Work instruction:
Transcribe the portion of the wire testing device description below from "FIG. 6 illustrates" up to and including "as a multimeter.".

FIG. 2 shows the testing device 100 with the port pin 106 fully inserted into the port 104. The test lead 108 has been inserted into the port pin 106 to make electrical contact with the wire 150 via the port pin 106. The test lead 108 is able to make such electrical contact because the port pin 106 extends through the insulation 152 of the wire 150 and electrically contacts the metallic strands 154 of the wire 150.

FIGS. 3-6 illustrate operation of the device. FIG. 3 shows the testing device 100 with its housing 102 in an open position. The wire to be contacted 150 may be placed in a groove 110 defined in by the housing 102, after which the two components 102A, 102B of the housing 102 may be moved to a closed position as shown in FIGS. 4-5, so that the groove 110 holds the wire 150 in alignment with the port 104. The housing 102 is held in the closed position by a fastening device. In particular, a detent 112 in one component of the housing 102 can be received by a receptacle 114 defined by the surface of the other component of the housing to hold the housing 102 in the closed position. Depending on the configuration of the detent and receptacle, the housing may easily be reopened for removal of the test device so that the device may be reused; or the housing, once snapped shut, may permanently grasp the wire such that the device must be destroyed for removal.

When the housing 102 is in a closed position, the port pin 106 may be inserted into the port 104 to pierce the insulation 152 of the wire 150. FIG. 4 shows the testing device 100 attached to the wire 150 with the port pin 106 partially inserted into the port 104. FIG. 5 shows the testing device 100 with the port pin 106 fully inserted, thereby electrically connecting the conductor of the wire 150 and the test probe 108.

FIG. 6 illustrates two such testing devices 100A, 100B in use in a testing system 190 that includes two wires 150A, 150B to be engaged for testing, each with a testing device 100A, 100B attached to provide electrical coupling with test probes 108A, 108B that are electrically connected to a testing instrument 192, such as a multimeter.

FIG. 7 shows a testing device 200 of a somewhat different construction. The testing device 200 includes a housing 202 having components 202A, 202B that are partially hollow and have several ribs 230A-N for strength. Such a housing is readily constructed using injection molding techniques. A port pin 206 is inserted into an access port 204. The port pin illustrated in FIG. 7 does not contain a socket into which a test probe may be inserted, but instead has a knob 215 to which an alligator clip can be clamped for attaching an electrical lead. A screw 294 extends through the first component 202A and into the second component 202B to fasten the two components together and maintain the housing 202 a closed position.

Given data:
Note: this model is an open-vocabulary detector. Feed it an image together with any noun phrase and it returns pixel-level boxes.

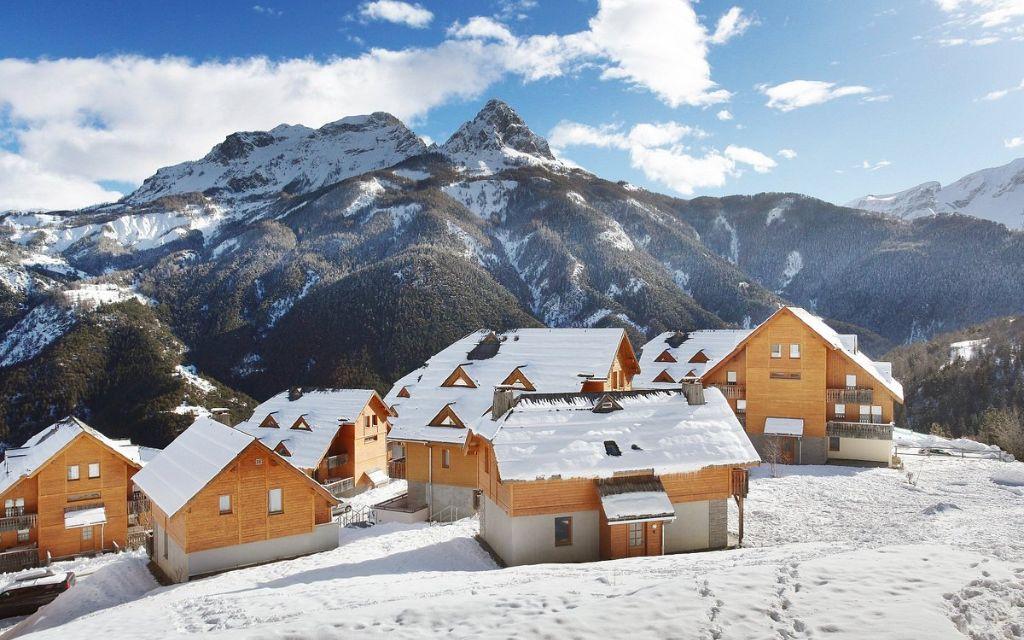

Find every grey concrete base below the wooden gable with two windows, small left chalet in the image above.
[187,522,339,578]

Output:
FIG. 6 illustrates two such testing devices 100A, 100B in use in a testing system 190 that includes two wires 150A, 150B to be engaged for testing, each with a testing device 100A, 100B attached to provide electrical coupling with test probes 108A, 108B that are electrically connected to a testing instrument 192, such as a multimeter.